*** Opening EXERCISE INPUTS ***

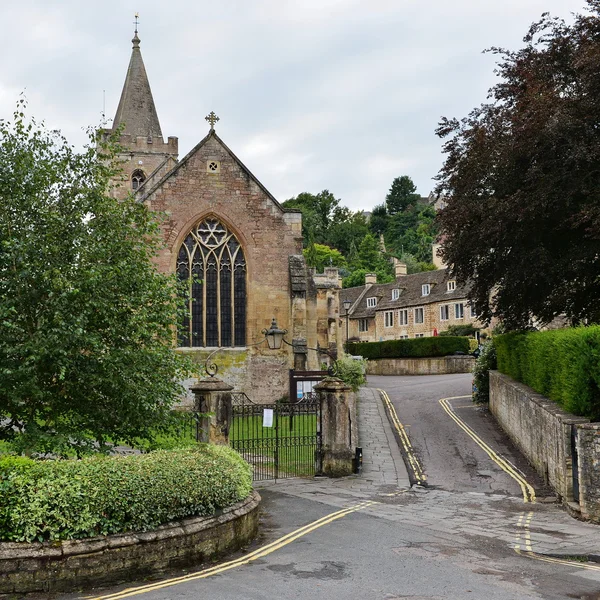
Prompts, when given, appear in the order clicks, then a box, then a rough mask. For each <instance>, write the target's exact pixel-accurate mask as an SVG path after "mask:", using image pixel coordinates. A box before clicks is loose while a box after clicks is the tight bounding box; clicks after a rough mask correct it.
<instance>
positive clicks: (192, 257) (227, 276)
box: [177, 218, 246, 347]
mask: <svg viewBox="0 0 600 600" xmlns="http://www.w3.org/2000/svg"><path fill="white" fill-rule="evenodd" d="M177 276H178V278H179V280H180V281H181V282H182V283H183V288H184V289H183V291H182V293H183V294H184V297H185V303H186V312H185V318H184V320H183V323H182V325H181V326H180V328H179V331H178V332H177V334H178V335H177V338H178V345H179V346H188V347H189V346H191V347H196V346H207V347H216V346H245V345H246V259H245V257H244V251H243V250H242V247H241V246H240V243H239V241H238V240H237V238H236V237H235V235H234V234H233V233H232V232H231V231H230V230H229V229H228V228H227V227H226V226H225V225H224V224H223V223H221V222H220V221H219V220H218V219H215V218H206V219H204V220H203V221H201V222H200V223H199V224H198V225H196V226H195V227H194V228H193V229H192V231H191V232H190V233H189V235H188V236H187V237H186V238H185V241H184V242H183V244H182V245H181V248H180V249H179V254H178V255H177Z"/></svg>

*** Closing EXERCISE INPUTS ***
*** Opening EXERCISE INPUTS ***

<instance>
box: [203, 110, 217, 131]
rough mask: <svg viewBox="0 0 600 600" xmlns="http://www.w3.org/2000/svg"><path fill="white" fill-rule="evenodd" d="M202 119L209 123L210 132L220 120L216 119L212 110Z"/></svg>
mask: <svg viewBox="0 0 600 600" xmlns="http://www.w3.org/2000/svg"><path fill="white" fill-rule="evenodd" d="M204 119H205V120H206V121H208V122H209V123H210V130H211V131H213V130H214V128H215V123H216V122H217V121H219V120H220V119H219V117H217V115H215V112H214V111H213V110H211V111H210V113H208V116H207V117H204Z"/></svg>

*** Closing EXERCISE INPUTS ***

**WHAT THE EXERCISE ASKS**
Copy out the lines of the data where the string "clicks" occurs.

**SOLUTION FOR THIS TASK**
Prompts, when given, appear in the order clicks, then a box, then a rough mask. For each <instance>, write the target's exact pixel-accurate mask as an SVG path after "mask:", using image pixel coordinates. A box before clicks is loose while a box after clicks is the tight bounding box; clicks after a rough mask correct it.
positive clicks: (192, 257) (227, 276)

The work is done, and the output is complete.